CONSIGNE DONNÉE A: Dans le texte sur l'investiture de Lula, qui a affirmé que les nuages paraissaient plus beaux que d'habitude ?
CONSIGNE DONNÉE B: Poursuivez le texte sur l'investiture de Lula à la suite de sa dernière phrase.

PASSAGE EXTRAIT:

Vingt ans après, Lula de nouveau investi président
Depuis la défaite aux élections de Jair Bolsonaro le 30 octobre dernier, mes proches au Brésil respirent. Toutes et tous ont été frappé·e·s, de près ou de loin, physiquement comme psychiquement, par la gestion catastrophique (si ce n’est criminelle de Jair Bolsonaro). Après avoir déménagé e ses palais de fonction, l’ancien président d’extrême-droite, dans sa lâcheté légendaire et à la surprise de sa base électorale fanatisée, a tout bonnement décidé de fuir vers les Etats-Unis. Lui et son vice-président, le général Hamilton Mourão, qui au dernier a décidé de ne pas finalement pas participer à l’investiture, ont brillé par leur absence. Le fait que les deux plus haut personnages de l’Etat aient enfreint le protocole démocratique en refusant d’être présents à l’investiture de Lula en dit long sur l’affection qu’ils portent à la démocratie.
Hier, à Brasilia, le temps était au beau fixe. William Bonner, historique présentateur du Journal Télévisé de la chaîne Globo, a même dit que les nuages paraissaient plus beaux que d’habitude. Plus de 300 000 citoyen·ne·s, soutiens du Parti des Travailleurs ou non, avaient fait le déplacement du Brésil entier pour assister à ce moment historique. Des campements temporaires ont même été montés, comme au Palais des Expositions de la capitale.

INFORMATIONS AFFICHÉES:
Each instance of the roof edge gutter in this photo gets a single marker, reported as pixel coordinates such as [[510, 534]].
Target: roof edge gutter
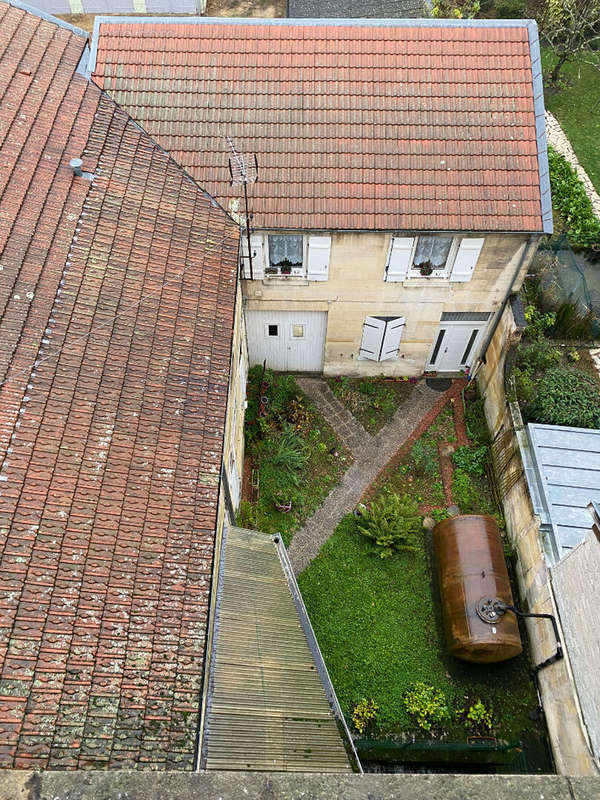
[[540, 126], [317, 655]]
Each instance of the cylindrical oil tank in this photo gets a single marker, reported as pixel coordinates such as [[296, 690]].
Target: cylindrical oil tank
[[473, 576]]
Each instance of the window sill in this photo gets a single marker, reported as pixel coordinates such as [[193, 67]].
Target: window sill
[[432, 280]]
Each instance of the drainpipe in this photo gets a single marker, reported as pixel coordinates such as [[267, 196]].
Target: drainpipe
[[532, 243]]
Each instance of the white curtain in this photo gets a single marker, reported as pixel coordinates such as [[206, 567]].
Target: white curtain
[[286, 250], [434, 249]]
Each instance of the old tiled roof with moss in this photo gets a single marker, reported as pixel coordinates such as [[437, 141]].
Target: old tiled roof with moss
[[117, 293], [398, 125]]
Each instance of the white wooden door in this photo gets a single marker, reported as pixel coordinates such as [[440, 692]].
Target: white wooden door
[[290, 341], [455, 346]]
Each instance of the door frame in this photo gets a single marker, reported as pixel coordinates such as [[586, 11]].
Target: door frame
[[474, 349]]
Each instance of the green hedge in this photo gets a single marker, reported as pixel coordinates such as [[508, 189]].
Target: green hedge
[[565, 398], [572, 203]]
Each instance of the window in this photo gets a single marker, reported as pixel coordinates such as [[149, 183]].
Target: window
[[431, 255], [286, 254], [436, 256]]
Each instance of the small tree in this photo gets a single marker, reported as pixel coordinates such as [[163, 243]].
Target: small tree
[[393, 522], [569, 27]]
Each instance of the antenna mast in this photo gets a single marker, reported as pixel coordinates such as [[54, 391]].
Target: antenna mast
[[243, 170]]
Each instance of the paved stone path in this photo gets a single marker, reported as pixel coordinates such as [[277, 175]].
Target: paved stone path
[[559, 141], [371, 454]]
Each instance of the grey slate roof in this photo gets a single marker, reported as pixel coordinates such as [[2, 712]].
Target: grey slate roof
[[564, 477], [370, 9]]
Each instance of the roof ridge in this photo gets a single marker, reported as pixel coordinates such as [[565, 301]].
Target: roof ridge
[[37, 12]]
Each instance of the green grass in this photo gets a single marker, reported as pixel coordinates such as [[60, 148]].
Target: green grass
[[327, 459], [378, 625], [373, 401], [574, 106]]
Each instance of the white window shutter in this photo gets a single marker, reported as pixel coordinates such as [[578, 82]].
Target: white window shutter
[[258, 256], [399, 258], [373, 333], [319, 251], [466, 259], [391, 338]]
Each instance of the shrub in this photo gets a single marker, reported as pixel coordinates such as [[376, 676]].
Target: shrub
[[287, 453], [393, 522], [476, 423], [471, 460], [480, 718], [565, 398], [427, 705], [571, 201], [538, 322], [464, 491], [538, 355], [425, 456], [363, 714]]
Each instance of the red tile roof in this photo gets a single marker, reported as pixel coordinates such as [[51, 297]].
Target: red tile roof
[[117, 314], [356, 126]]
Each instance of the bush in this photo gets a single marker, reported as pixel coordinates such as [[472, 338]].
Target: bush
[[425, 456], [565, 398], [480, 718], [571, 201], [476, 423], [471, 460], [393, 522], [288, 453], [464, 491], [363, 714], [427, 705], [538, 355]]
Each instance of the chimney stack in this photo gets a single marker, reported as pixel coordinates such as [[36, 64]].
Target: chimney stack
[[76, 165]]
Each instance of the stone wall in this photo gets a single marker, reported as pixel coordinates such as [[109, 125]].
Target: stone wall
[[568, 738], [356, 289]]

RÉPONSE À LA CONSIGNE A: William Bonner, présentateur historique du Journal Télévisé de la chaîne Globo.

RÉPONSE À LA CONSIGNE B:
Après avoir descendu en voiture décapotable l’Axe Monumentale menant au Congrès, où Lula et son vice-président Geraldo Alckmin (centre-droit) ont été officiellement investis respectivement de leurs nouvelles fonctions, Lula a délivré son premier discours devant les député·e·s, sénateur·ice·s et membres des délégations étrangères. Dans celui-ci, le président affirme que « la démocratie a été le grand vainqueur de cette élection, en surmontant (...) les menaces les plus violentes contre la liberté de vote, la plus abjecte campagne de mensonges et de haine organisée pour manipuler et embarrasser l'électorat », fustige le détournement des ressources du pays à des fins « autoritaires » et dénonce la production à l’échelle « industrielle » de fausses informations. Dans son costume bleu éclatant, Lula assure ensuite que le fil conducteur de sa politique, comme en 2002, sera le « le droit à une vie digne », la lutte contre la faim mais aussi l’« accès à l'emploi, à la santé et à l'éducation ». Il réitère ainsi que « la mission de [sa] vie sera accomplie lorsque chaque homme et femme brésilien pourrait avoir trois repas par jour ».
A l’heure d'aujourd'hui, 33 millions de Brésilien·ne·s sont en insécurité alimentaire et des millions d’enfants vont à l’école le ventre vide. C’est l’un des tristes héritages du gouvernement Bolsonaro. Comme pendant la campagne présidentielle — et se sachant attendu au tournant sur le sujet — il a insisté sur le rôle du Brésil dans la lutte contre le dérèglement climatique et a promis une déforestation zéro. Lula a enfin conclu cette brève allocution en affirmant vouloir placer son ultime mandat présidentiel sous le signe de l’espoir et de la reconstruction. Le logotype du gouvernement fédéral choisi par les équipes de communication en fait même état (voir ci-dessous).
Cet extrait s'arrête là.